(Records from a dataset)
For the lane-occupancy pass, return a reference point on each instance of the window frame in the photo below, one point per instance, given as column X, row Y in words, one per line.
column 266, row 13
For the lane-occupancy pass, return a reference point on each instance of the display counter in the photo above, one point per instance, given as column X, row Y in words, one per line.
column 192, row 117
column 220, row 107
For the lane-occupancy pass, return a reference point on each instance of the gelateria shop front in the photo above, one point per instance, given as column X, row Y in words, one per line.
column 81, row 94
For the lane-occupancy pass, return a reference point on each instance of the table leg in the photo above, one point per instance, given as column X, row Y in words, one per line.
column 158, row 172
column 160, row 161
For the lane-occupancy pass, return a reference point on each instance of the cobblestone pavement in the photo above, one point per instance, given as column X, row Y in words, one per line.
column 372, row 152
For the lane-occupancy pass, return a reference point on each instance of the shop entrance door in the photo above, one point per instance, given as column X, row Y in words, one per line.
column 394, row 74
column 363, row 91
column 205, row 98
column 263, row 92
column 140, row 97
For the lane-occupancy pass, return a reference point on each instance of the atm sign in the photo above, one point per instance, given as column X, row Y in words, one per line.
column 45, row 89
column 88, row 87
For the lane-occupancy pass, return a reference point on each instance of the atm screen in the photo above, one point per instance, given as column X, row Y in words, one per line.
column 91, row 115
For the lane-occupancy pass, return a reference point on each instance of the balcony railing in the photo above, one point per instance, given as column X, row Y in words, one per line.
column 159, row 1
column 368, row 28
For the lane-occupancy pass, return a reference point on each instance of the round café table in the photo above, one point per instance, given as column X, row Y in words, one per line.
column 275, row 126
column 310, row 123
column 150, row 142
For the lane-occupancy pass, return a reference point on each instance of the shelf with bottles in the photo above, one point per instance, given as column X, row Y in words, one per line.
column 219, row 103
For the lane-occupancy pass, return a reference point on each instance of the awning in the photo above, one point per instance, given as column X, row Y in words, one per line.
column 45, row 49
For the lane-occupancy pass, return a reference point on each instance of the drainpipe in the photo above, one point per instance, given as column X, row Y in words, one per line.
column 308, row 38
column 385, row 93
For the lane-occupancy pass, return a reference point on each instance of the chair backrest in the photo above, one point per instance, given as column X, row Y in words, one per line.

TASK GOAL: For this exercise, output the records in full, exactly.

OUTPUT:
For the lane-occupancy pass, return a reference point on each instance of the window frame in the photo below, one point per instance, given as column X, row Y in words, one per line.
column 266, row 13
For the lane-occupancy pass, return a reference point on each instance of the display counter in the photo above, one point per instance, given as column X, row Y in words, one per line.
column 192, row 117
column 220, row 107
For the lane-occupancy pass, return a reference point on each instance of the gelateria shop front in the photo above, one point per instance, given as column X, row Y in words, one per line.
column 81, row 94
For the lane-occupancy pass, return a reference point on each instance of the table leg in the photo above, one point per instance, given as column X, row Y in words, one per line.
column 158, row 172
column 160, row 161
For the lane-occupancy pass, return a reference point on each instance of the cobblestone pavement in the photo above, one point per instance, given as column X, row Y in words, one per line.
column 372, row 152
For the lane-occupancy pass, return a reference point on each instance of the shop entrance door in the photo above, one point per instance, given as column X, row Y in words, one per line.
column 394, row 74
column 363, row 91
column 205, row 98
column 263, row 92
column 140, row 97
For the lane-occupancy pass, return a reference point on each instance of the atm sign in the photo above, one point per instance, given as column X, row Y in words, one per line.
column 45, row 89
column 88, row 87
For the lane-occupancy pass, return a reference point on each instance of the atm screen in the photo above, one point per instance, given as column X, row Y in words, one per line.
column 91, row 115
For the lane-occupancy pass, return a reference point on each instance of the balcony railing in the photo above, one point per instance, given as column X, row Y in words, one per line.
column 159, row 1
column 368, row 28
For the lane-occupancy pass, return a reference point on each instance of the round café table in the photo above, one point per instance, given as column X, row Y in words, one per line.
column 275, row 126
column 310, row 123
column 150, row 142
For the lane-occupancy pass, return a reference point on each instance of the shelf with bottles in the photo above, one point per instance, given as column X, row Y in words, one per line.
column 219, row 103
For the lane-occupancy pass, return a reference point on each instance of the awning in the photo above, one point per instance, given as column X, row Y in words, one per line.
column 45, row 49
For the lane-occupancy pass, return a reference point on each instance of the drainpipe in the photo above, one point per instance, given as column X, row Y in words, one per line.
column 308, row 38
column 385, row 93
For the lane-occupancy pass, return a reference point on each instance of the chair backrest in the photo above, one point per instance, given as column X, row Y in words, one per line.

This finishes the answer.